>> BEGIN Passage provided

Skip to main content
Self-hosted Prefect deployments require database maintenance to ensure optimal performance and manage disk usage. This guide provides monitoring queries and maintenance strategies for PostgreSQL databases.
This guide is for advanced users managing production deployments. Always test maintenance operations in a non-production environment first, if possible.Exact numbers included in this guide will vary based on your workload and installation.

Quick reference

Daily tasks:
  • Check disk space and table sizes
  • Monitor bloat levels (> 50% requires action)
  • Verify the database vacuum service is running (if enabled)
Weekly tasks:
  • Review autovacuum performance
  • Check index usage and bloat
  • Analyze high-traffic tables
Red flags requiring immediate action:
  • Disk usage > 80%
  • Table bloat > 100%
  • Connection count approaching limit
  • Autovacuum hasn’t run in 24+ hours

Database growth monitoring

Prefect stores entities like events, flow runs, task runs, and logs that accumulate over time. Monitor your database regularly to understand growth patterns specific to your usage.

Check table sizes

-- Total database size
SELECT pg_size_pretty(pg_database_size('prefect')) AS database_size;

-- Table sizes with row counts
SELECT 
    schemaname,
    relname AS tablename,
    pg_size_pretty(pg_total_relation_size(schemaname||'.'||relname)) AS total_size,
    to_char(n_live_tup, 'FM999,999,999') AS row_count
FROM pg_stat_user_tables
WHERE schemaname = 'public'
ORDER BY pg_total_relation_size(schemaname||'.'||relname) DESC
LIMIT 20;

Monitor disk space

Track overall disk usage to prevent outages:
-- Check database disk usage
SELECT 
    current_setting('data_directory') AS data_directory,
    pg_size_pretty(pg_database_size('prefect')) AS database_size,
    pg_size_pretty(pg_total_relation_size('public.events')) AS events_table_size,
    pg_size_pretty(pg_total_relation_size('public.log')) AS log_table_size;

-- Check available disk space (requires pg_stat_disk extension or shell access)
-- Run from shell: df -h /path/to/postgresql/data
Common large tables in Prefect databases:
  • events - Automatically generated for all state changes (often the largest table)
  • log - Flow and task run logs
  • flow_run and task_run - Execution records
  • flow_run_state and task_run_state - State history

Monitor table bloat

PostgreSQL tables can accumulate “dead tuples” from updates and deletes. Monitor bloat percentage to identify tables needing maintenance:
SELECT
    schemaname,
    relname AS tablename,
    n_live_tup AS live_tuples,
    n_dead_tup AS dead_tuples,
    CASE WHEN n_live_tup > 0 
        THEN round(100.0 * n_dead_tup / n_live_tup, 2)

>> END Passage provided

## Stated goal a
Reproduce the section of the Prefect database maintenance guide between "Quick reference" and "running (if enabled)", inclusive.

>> BEGIN Dataset excerpts

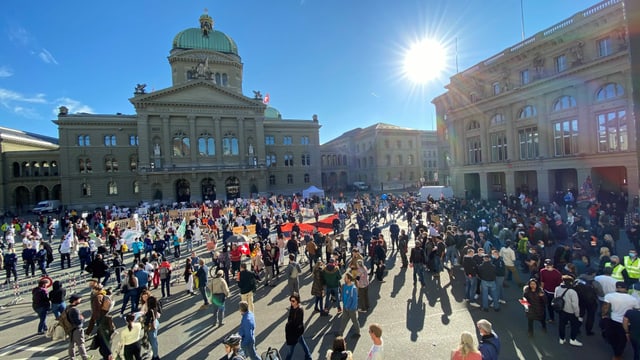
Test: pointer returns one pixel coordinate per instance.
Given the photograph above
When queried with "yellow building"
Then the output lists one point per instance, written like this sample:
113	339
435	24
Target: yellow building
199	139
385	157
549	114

>> END Dataset excerpts
>> BEGIN Dataset excerpts

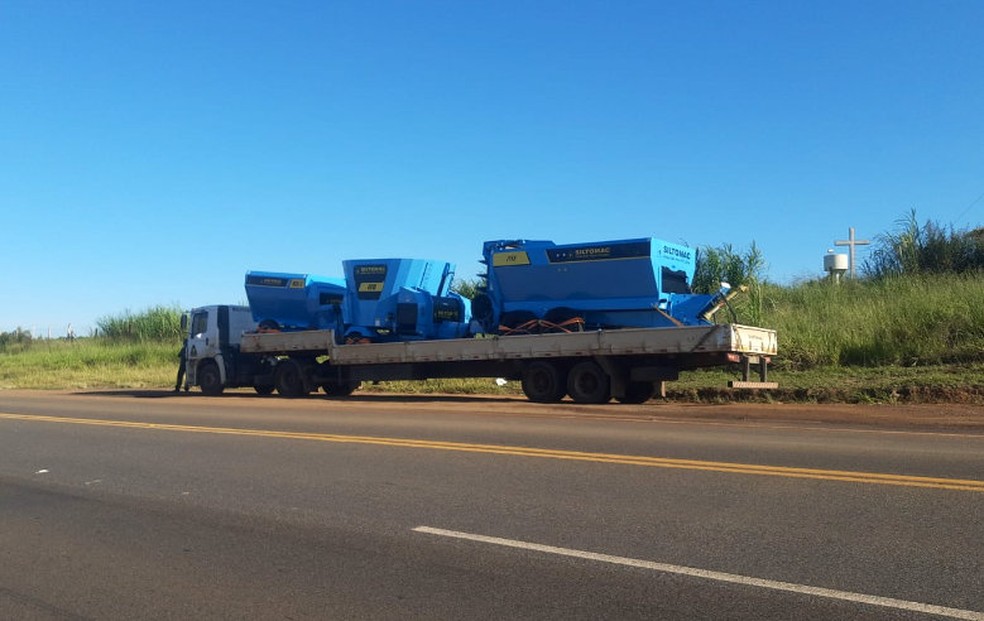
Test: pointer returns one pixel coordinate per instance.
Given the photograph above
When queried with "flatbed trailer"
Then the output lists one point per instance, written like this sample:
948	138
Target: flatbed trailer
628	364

>> END Dataset excerpts

## Stated goal b
Select each line of the entries that contains the string "Target", matching case exactly.

## Reply a
Quick reference

Daily tasks:
  • Check disk space and table sizes
  • Monitor bloat levels (> 50% requires action)
  • Verify the database vacuum service is running (if enabled)

## Reply b
Target: yellow building
Target: flatbed trailer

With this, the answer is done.